** RECORDS FOR THIS EXERCISE **
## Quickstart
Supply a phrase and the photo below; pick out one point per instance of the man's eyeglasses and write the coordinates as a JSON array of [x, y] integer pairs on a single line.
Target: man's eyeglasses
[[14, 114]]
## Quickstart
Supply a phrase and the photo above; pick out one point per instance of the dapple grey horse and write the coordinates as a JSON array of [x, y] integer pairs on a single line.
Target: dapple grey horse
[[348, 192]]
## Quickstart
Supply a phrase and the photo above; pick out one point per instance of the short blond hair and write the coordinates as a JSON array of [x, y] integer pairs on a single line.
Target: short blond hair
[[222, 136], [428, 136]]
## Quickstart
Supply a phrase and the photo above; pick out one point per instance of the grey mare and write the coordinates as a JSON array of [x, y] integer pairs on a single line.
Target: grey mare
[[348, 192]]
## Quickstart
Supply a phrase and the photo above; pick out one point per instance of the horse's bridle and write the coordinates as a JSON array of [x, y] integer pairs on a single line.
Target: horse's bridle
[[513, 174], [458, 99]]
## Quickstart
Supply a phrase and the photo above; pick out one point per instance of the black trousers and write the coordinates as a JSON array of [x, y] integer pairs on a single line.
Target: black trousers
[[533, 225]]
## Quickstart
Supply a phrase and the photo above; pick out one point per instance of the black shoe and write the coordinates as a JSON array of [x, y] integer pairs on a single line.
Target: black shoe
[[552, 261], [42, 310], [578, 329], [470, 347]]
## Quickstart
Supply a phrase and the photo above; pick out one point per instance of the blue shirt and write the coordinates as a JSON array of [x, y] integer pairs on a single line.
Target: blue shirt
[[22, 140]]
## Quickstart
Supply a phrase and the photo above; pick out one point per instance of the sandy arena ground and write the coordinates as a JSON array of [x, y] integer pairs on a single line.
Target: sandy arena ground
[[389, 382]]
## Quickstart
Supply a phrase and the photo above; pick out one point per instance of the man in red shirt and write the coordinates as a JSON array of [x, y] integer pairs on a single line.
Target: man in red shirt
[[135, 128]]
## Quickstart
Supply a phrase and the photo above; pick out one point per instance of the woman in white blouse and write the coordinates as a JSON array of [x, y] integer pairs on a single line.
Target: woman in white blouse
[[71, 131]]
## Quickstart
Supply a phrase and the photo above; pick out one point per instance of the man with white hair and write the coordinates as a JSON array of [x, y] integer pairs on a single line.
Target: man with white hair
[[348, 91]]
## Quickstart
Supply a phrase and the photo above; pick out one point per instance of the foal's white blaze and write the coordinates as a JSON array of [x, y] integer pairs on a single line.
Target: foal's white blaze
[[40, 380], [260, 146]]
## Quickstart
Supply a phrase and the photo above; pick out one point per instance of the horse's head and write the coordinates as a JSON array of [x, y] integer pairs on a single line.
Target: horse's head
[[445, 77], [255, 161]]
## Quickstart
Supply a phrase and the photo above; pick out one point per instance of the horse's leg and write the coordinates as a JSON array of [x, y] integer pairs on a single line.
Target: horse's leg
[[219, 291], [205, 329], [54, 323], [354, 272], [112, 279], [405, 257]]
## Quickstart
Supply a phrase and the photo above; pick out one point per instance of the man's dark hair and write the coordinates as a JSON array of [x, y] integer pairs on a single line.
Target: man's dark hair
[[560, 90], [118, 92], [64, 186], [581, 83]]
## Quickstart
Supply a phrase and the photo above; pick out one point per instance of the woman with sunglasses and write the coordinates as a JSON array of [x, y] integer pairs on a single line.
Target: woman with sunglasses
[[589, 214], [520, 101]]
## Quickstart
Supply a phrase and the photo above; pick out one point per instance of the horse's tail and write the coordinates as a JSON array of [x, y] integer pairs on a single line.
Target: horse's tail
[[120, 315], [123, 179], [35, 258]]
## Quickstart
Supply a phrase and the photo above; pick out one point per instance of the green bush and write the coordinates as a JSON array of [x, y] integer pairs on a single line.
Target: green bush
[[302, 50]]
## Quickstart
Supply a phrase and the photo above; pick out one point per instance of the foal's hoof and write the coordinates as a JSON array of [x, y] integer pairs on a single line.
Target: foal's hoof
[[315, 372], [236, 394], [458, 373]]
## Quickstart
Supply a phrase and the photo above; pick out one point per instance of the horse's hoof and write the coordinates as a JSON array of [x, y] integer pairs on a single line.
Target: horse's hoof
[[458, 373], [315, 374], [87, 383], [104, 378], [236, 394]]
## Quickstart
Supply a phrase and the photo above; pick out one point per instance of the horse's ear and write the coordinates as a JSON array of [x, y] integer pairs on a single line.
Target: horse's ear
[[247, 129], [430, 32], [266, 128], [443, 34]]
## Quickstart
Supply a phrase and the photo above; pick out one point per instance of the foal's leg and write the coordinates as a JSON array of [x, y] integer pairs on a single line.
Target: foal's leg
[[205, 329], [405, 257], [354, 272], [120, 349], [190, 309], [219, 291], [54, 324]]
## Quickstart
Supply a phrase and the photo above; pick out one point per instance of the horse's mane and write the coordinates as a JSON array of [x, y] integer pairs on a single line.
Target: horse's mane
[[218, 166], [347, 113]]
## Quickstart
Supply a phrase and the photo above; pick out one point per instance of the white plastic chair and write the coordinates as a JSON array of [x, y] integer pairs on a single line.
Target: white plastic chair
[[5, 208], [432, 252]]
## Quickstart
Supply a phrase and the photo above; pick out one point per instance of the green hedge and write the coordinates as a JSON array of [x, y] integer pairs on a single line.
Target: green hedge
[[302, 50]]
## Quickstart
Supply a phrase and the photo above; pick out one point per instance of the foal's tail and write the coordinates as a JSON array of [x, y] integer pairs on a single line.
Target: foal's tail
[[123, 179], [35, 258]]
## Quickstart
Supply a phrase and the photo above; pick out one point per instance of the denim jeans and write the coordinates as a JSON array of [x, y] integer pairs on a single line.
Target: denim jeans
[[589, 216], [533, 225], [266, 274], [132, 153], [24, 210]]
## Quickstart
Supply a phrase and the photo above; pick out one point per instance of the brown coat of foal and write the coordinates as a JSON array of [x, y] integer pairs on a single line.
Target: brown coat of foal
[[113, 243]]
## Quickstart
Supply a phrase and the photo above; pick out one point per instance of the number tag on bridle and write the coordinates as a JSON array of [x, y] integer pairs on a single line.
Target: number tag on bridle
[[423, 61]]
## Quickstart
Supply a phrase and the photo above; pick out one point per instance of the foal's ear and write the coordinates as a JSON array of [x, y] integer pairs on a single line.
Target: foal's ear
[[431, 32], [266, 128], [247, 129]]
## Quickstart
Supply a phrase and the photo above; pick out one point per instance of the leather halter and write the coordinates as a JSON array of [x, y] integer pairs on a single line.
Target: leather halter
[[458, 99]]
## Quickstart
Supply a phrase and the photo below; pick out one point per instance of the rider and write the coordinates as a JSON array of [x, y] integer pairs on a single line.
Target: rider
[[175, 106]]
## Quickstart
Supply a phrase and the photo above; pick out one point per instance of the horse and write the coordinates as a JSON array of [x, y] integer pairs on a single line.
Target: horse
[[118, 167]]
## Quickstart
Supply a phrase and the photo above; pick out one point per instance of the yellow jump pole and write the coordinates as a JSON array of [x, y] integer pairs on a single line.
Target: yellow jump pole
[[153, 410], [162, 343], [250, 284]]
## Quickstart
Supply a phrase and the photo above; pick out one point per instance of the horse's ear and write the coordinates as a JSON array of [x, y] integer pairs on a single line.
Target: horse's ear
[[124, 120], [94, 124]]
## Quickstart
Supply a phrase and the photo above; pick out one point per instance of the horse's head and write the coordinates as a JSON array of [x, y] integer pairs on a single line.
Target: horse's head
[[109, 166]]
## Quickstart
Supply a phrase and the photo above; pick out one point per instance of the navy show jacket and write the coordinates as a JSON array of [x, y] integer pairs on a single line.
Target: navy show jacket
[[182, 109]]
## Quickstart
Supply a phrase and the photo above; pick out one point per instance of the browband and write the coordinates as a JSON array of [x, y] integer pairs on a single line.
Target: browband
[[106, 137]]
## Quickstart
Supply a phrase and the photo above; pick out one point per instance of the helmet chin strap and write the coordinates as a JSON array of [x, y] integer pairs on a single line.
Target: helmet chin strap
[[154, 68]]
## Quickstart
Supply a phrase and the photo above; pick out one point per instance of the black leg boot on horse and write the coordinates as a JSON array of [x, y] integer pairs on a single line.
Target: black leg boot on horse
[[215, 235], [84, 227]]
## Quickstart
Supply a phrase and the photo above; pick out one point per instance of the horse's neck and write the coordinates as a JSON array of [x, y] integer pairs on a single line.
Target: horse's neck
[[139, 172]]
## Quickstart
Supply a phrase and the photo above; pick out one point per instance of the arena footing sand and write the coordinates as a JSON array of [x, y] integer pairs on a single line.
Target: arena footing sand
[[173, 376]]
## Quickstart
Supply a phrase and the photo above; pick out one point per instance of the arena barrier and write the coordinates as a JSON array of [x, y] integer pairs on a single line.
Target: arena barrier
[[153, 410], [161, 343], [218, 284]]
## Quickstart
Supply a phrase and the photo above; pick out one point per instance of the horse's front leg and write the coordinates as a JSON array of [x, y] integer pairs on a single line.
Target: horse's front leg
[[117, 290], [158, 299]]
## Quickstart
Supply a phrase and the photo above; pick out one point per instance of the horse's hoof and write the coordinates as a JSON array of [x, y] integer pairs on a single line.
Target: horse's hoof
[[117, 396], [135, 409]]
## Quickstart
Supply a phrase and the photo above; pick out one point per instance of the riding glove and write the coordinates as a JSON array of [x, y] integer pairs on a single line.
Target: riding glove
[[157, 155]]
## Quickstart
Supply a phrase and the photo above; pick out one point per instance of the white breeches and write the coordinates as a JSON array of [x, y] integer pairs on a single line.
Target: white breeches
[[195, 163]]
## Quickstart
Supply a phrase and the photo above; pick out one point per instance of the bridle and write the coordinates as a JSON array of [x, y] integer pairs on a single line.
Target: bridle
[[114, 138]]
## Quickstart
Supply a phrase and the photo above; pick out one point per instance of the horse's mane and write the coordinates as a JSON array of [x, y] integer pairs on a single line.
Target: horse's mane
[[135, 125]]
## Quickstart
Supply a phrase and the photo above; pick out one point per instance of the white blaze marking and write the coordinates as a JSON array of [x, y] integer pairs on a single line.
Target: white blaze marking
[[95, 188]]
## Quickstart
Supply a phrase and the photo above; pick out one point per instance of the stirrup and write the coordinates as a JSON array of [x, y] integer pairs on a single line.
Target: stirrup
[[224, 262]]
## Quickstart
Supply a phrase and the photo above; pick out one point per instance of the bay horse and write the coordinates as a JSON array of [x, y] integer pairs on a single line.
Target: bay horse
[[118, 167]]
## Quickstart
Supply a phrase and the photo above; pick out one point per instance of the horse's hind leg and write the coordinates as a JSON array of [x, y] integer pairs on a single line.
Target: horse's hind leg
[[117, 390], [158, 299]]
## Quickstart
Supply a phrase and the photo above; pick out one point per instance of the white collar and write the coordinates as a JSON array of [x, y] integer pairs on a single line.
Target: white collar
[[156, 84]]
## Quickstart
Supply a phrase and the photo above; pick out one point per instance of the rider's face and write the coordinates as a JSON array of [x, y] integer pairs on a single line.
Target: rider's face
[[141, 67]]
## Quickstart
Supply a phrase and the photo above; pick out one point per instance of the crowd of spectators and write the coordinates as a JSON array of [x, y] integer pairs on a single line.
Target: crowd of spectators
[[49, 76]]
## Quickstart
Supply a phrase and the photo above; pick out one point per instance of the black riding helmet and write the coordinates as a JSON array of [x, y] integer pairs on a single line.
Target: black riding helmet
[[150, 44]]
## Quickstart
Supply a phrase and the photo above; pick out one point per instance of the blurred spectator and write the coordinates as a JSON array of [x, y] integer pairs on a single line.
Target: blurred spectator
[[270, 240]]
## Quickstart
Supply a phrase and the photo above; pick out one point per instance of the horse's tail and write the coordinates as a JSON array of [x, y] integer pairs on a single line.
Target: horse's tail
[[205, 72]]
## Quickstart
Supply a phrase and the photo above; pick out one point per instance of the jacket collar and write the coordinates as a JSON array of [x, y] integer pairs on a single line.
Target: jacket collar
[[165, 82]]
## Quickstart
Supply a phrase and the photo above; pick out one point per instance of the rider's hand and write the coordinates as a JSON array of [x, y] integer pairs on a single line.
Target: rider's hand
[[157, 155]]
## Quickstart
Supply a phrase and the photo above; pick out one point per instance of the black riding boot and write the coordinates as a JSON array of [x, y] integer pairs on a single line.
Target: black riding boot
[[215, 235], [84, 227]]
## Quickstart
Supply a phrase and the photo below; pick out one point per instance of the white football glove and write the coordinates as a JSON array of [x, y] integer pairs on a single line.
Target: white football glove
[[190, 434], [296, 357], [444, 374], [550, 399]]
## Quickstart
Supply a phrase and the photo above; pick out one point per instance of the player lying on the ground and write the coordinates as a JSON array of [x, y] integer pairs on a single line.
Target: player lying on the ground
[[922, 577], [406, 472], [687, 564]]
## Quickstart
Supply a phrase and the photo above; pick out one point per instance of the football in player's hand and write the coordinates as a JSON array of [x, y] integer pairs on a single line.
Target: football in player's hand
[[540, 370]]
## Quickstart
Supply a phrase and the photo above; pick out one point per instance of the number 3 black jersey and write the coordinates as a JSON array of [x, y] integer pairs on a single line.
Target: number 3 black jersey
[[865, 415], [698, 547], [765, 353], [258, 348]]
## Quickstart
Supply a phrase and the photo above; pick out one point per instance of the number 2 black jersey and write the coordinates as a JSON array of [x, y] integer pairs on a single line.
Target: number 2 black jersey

** TASK OBJECTIVE **
Output every line from the start of the material up to and including the line with "[[14, 114]]" as a JSON list of strings, one string per line, leaving out blank lines.

** SOLUTION FOR THIS EXERCISE **
[
  "## Quickstart",
  "Supply a phrase and the photo below; pick out one point per instance of the man's eyeglasses and write the coordinates as a JSON array of [x, y] integer pairs on a single line.",
  "Target: man's eyeglasses",
  "[[14, 114]]"
]